* **EXERCISE SET**:
1. Transcribe the Tanzanian game reserve passage between "They include but" and "of government revenue.", inclusive.
2. From the Tanzanian game reserve passage, list every pressure it names as facing the reserves.
3. Resume the Tanzanian game reserve passage after its final sentence.
— BEGIN PROVIDED PASSAGE —
By Arnaud Mermet
The Kizigo Game Reserve is a vast and diverse Miombo woodland in central Tanzania, forming a large part of the Greater Ruaha Ecosystem.
The area is home to approximately 300 species of birds and a wide variety of large mammals. Over 10% of the global lion population is estimated to reside in this ecosystem.
Ganam protects and manages 2 620 sq. km of this land.
The Moyowosi South Game Reserve is a vast wetland system of extensive swamps, floodplains and forests supporting large wildlife concentrations. This area is difficult to access during both the dry and wet seasons. Visitors who experience the Moyowosi agree that it is probably as wild today as it was 100 years ago.
While these areas are pristine in many ways, they face various constant pressures and are highlighted in this report.
They include but are not limited to wildlife poaching and Illegal timber logging, mining, livestock grazing, fishing and honey gathering.
Illegal timber logging
Illegal timber logging is a serious issue where large gangs move into the forests for several weeks at a time, cutting down large trees to supply the illicit East African hardwood trade. These illegal logging gangs are organized and well-armed.
The main target species include the Pod Mahogany (Afzelia quanzenzis) and the Bloodwood Tree (Pterocarpus angolensis).
Over 70 % of harvested wood in Tanzania is unaccounted for, which threatens to drive these species into extinction and cause a considerable loss of government revenue.
— END PROVIDED PASSAGE —
— BEGIN COLLECTED MATERIAL —
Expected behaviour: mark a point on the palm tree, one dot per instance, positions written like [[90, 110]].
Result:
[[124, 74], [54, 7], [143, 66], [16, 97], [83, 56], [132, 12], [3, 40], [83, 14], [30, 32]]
— END COLLECTED MATERIAL —
* **EXPECTED OUTPUTS**:
1.
They include but are not limited to wildlife poaching and Illegal timber logging, mining, livestock grazing, fishing and honey gathering.
Illegal timber logging
Illegal timber logging is a serious issue where large gangs move into the forests for several weeks at a time, cutting down large trees to supply the illicit East African hardwood trade. These illegal logging gangs are organized and well-armed.
The main target species include the Pod Mahogany (Afzelia quanzenzis) and the Bloodwood Tree (Pterocarpus angolensis).
Over 70 % of harvested wood in Tanzania is unaccounted for, which threatens to drive these species into extinction and cause a considerable loss of government revenue.

2.
- Wildlife poaching
- Illegal timber logging
- Mining
- Livestock grazing
- Fishing
- Honey gathering

3.
Tanzania has 33 million hectares of forests and woodland. The UN Food and Agriculture Organization’s most recent Global Forests Resources Assessment found that over 400,000 hectares have been lost yearly over the past two decades.
Without Ganam’s time, money, and resources to combat this issue - the miombo forests of East Africa would soon become a distant memory.
With the help of a helicopter, our rangers locate active illegal timber logging camps and coordinate with a ground unit to apprehend the gangs to be handed over to the local authorities.
24 loggers arrested
61 pieces of timber confiscated
When Ganam took over the management of Kizigo Central and West in 2022, these blocks had been vacant for the preceding three years. There had been no legal safari hunting and minimal law enforcement. The poachers were killing wildlife of all species, ages, and sexes.
They were hunting mainly with homemade muzzleloaders, which are often a danger to themselves, but also very inefficient firearms, wounding far more animals than they kill.
Old bullets and even arrowheads were found embedded in festering wounds causing great pain and suffering in some of the trophy animals hunted during the season.
The poached meat is dried and smoked in the field before it gets smuggled back to town, where it is sold commercially on the bush meat market.
There are obvious links to organized criminal groups which cater to the market in the nearby capital Dodoma.
With the lack of law enforcement in Kizigo Game Reserve, these poachers operated freely until our rangers started to show presence in the field.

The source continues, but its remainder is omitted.